• **Work to do**:
Reproduce the listing that follows with no differences at all.
::: Data lines :::
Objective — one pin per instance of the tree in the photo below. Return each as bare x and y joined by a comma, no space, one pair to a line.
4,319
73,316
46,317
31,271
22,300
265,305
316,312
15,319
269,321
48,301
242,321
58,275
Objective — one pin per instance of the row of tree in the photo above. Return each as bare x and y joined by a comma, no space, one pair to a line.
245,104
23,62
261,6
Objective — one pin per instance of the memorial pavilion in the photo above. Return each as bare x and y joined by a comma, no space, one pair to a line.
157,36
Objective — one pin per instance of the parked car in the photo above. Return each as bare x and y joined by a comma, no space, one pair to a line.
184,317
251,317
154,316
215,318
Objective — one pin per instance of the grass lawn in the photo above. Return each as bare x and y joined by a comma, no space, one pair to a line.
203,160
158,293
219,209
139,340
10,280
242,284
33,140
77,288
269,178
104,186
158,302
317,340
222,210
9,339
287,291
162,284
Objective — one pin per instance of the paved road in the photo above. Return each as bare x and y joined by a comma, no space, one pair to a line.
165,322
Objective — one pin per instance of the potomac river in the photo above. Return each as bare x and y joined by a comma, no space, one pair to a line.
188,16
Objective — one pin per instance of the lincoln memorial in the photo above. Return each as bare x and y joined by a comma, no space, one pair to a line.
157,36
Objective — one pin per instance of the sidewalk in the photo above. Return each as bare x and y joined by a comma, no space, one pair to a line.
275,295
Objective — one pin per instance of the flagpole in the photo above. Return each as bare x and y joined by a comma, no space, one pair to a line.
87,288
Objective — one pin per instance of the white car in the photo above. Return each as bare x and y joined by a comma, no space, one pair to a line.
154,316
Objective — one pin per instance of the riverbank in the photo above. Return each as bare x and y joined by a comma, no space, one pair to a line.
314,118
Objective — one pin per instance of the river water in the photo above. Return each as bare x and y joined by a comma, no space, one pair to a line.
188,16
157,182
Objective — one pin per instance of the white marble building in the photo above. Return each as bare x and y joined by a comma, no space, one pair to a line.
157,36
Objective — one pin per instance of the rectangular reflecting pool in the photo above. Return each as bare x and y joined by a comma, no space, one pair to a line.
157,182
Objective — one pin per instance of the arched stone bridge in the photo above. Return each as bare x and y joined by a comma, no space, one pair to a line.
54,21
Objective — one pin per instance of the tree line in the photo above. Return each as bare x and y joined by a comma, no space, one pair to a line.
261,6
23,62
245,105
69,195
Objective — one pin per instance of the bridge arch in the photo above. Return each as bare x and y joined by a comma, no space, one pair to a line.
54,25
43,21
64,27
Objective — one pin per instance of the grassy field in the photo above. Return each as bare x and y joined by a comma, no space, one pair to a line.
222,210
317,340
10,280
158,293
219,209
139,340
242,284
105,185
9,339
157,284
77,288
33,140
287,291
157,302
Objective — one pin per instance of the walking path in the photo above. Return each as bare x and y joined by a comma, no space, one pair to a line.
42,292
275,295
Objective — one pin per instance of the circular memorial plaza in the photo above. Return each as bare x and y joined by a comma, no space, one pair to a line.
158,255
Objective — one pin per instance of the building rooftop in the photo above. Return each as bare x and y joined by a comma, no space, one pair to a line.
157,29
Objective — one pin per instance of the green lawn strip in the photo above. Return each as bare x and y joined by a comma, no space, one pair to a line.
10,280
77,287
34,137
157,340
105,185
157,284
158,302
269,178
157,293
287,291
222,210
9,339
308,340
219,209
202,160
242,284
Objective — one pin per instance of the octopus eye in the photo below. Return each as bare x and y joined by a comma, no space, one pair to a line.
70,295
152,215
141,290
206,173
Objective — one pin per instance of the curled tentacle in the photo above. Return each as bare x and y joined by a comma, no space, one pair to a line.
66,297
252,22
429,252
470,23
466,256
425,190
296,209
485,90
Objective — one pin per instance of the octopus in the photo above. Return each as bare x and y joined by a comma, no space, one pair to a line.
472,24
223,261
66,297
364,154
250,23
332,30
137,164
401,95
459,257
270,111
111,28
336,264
:::
• **Response**:
Objective — one pin per instance of the tree in the photo below. Return each as bare x and y joined by a comma, no space, one pair to a line.
4,319
73,316
46,317
31,271
22,300
265,305
316,312
15,319
269,321
48,301
242,321
58,275
Objective — one pin per instance of the row of tree in the photo above. Return each as bare x and y joined by a comma, no space, one pair to a line.
245,104
23,62
261,6
Objective — one pin per instance of the memorial pavilion in the photo above. Return each as bare x and y joined by a comma, no space, one pair to a line.
157,36
Objective — one pin per instance of the parked car in the photo above. Return each as bare x and y joined by a comma, no space, one pair to a line.
184,317
251,317
154,316
215,318
Objective — one pin per instance of the grass lawn in the photo above. Return each as bare x and y joined by a comma, no space, one pair to a line.
203,160
158,293
219,209
139,340
10,280
242,284
33,140
77,288
269,178
104,186
158,302
317,340
222,210
9,339
287,291
162,284
Objective — one pin per instance of the paved road in the photo above. Return each as bare x and y joined by a comma, no space, one pair to a line.
165,322
Objective — one pin per instance of the potomac river in the photo above. Return each as bare x and y joined by a comma, no space, one pair to a line.
188,16
Objective — one pin per instance of the lincoln memorial in the photo above. Return each as bare x and y joined by a comma, no space, one pair to a line.
157,36
Objective — one pin per instance of the sidewalk in the photo above. Return each as bare x and y joined by a comma, no space, one pair to a line.
275,295
Objective — one pin per instance of the flagpole in the photo above. Return each as bare x and y joined by a comma, no space, one pair to a line.
87,288
Objective — one pin per instance of the white car in the photo above. Return each as bare x and y joined by a comma, no space, one pair to a line.
154,316
Objective — one pin per instance of the riverbank in the photo above. Return each as bare x and y joined by a comma, no space, one pair to a line.
314,118
Objective — one pin per instance of the river water in the photo above. Return each as bare x and y joined by a comma, no space, one pair to a line.
188,16
157,182
Objective — one pin per instance of the white marble building in the photo above. Return each as bare x and y joined by a comma, no space, one pair to a line.
157,36
Objective — one pin per instance of the rectangular reflecting pool in the photo above. Return each as bare x and y joined by a comma, no space, one pair to a line.
157,182
Objective — one pin per instance of the arched stone bridge in the photo above. Return each as bare x and y joined by a comma, no space, one pair to a line.
54,21
Objective — one pin per instance of the tree line in the photo above. Return each as bare x and y joined by a comma, no space, one pair to a line.
261,6
23,62
245,105
69,195
Objective — one pin per instance of the bridge arch in the photo above. Return each as bare x and y joined by a comma, no space, one pair to a line.
54,25
43,21
64,27
Objective — one pin per instance of the grassy field in the photo above. Return each as bare x and y joined by a comma, no space, one pair to a line.
222,210
317,340
10,280
158,293
219,209
139,340
242,284
105,185
9,339
157,284
77,288
33,140
287,291
157,302
Objective — one pin per instance of the walking path in the photo above. Return each as bare x and y joined by a comma, no space, one pair to a line.
42,292
275,295
Objective — one pin per instance of the circular memorial plaza in the photo above. Return each as bare x and y joined by a comma, no space, one pair to a line.
158,255
Objective — one pin per instance of the building rooftop in the photo above. Return each as bare x and y joined by a comma, no space, one pair to a line.
157,29
Objective — one pin per instance of the green lawn strip in the photo above. Return each as bare x and y joined by a comma, no space, one pair to a line.
10,280
77,287
34,137
157,340
105,185
157,284
158,302
269,178
157,293
287,291
222,210
9,339
308,340
219,209
202,160
242,284
Objective — one pin per instance of the octopus eye in the photo below. Return each as bare x and y joined by a comma, no space, one pair to a line.
70,295
152,215
141,290
206,173
Objective — one pin per instance of the curled tentacle in the photo above. Return each as bare x and y joined by a comma, no space, one pair to a line.
66,297
252,22
429,252
470,23
466,256
425,190
296,209
485,90
Objective — one pin per instance of the octopus in the photo above. Return each as bare x and y joined by a comma, no space, one pair to a line.
472,24
223,261
66,297
364,154
250,23
332,30
137,164
401,95
459,257
270,111
111,28
336,264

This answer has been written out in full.